>> start QUOTED PASSAGE

Thom Leonard Country French Boule recipe

 Hole-y-ness:

I've been asked how I get the big holes, and how I fold. Whether you are working with a bread dough that uses commercial yeast, or with sourdough, the same principles seem to apply from what I've experienced. Obviously, there are others here more experienced in sourdough who may have different techniques. It depends on what works for you.

What gives me the big holes is to use a very wet, soft dough, fold it 2-3 times for the first 60-90 minutes of fermenting to strengthen the gluten, and when you're ready to shape, VERY GENTLY pour it out onto your counter, VERY GENTLY fold the sides into the center to gather it up into a boule without degassing it in the least, flip upside down in your hand and tighten it into a boule by pinching the seam underneath closed. Then place it smooth-side down (seam-side up) into a floured banneton or proofing basket. Do not skimp on the rising time - if it needs 5 or 6 hours rather than the 3 stated in the recipe, let it rise all the way, and make sure your starter is very active.

I really like this bread, I just made it again this past weekend and it came out equally well as it did in the photo at top. It had more of a sour bite to it this time from the wet rye starter.

Thom Leonard’s Country French Bread (from "Artisan Baking" by Maggie Glezer)

>> end QUOTED PASSAGE
>> start RECORDS PROVIDED

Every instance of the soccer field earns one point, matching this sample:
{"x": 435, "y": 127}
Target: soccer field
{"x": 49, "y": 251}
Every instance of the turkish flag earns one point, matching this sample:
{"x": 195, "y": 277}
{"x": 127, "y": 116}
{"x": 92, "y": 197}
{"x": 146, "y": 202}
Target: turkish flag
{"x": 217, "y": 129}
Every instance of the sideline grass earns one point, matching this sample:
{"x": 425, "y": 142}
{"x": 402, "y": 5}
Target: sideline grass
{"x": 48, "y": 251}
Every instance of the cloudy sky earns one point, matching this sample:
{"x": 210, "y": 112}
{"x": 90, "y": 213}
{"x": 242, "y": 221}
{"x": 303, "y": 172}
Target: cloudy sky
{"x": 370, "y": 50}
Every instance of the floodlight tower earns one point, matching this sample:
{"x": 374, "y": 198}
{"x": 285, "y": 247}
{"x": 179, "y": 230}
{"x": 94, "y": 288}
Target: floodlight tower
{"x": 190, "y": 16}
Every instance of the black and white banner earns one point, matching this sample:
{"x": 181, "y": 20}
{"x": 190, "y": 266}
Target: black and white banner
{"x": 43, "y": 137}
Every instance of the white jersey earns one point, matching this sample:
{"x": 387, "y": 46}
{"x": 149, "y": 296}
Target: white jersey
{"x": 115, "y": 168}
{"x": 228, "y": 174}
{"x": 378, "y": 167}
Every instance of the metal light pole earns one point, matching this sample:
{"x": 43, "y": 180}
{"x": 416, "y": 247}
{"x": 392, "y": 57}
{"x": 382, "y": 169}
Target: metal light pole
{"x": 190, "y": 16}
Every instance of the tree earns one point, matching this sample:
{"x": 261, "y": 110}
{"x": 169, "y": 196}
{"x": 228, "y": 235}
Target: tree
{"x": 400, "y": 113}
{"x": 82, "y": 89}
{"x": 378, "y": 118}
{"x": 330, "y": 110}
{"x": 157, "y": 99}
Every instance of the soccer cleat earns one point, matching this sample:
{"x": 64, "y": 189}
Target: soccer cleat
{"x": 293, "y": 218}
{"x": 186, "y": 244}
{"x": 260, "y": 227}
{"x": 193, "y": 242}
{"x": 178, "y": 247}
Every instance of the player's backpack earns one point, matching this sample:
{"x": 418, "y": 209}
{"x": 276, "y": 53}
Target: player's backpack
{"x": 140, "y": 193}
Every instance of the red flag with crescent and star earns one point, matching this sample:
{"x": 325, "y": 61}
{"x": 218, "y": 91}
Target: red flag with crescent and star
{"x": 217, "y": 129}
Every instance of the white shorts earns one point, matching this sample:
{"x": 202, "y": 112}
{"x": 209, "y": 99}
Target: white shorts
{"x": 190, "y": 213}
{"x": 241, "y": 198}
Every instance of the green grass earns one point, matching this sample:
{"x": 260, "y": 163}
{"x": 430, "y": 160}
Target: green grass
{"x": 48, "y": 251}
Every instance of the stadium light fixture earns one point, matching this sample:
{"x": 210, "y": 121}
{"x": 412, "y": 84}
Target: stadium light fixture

>> end RECORDS PROVIDED

## EXERCISE SET
**1)** Do the following statements agree with the passage on getting big holes in bread? Answer yes or no for each and quote the words of the passage that decide it.
(a) The dough is folded two to three times during the first 60 to 90 minutes of fermenting.
(b) The shaped boule is placed into the banneton seam-side down.
(c) The rise should be kept to the three hours given in the recipe.
**2)** In the passage on getting big holes in bread, what gave the most recent loaf more of a sour bite?
**3)** Summarize the passage on getting big holes in bread in two sentences.

## SOLUTIONS
**1)**
(a) Yes: "fold it 2-3 times for the first 60-90 minutes of fermenting to strengthen the gluten"
(b) No: "place it smooth-side down (seam-side up) into a floured banneton or proofing basket"
(c) No: "if it needs 5 or 6 hours rather than the 3 stated in the recipe, let it rise all the way"

**2)** The wet rye starter gave it more of a sour bite.

**3)** Big holes come from a very wet, soft dough that is folded two to three times early in fermentation and then shaped very gently into a boule without degassing it. The boule proofs seam-side up in a floured banneton for as long as it needs, even five or six hours, and the starter should be very active.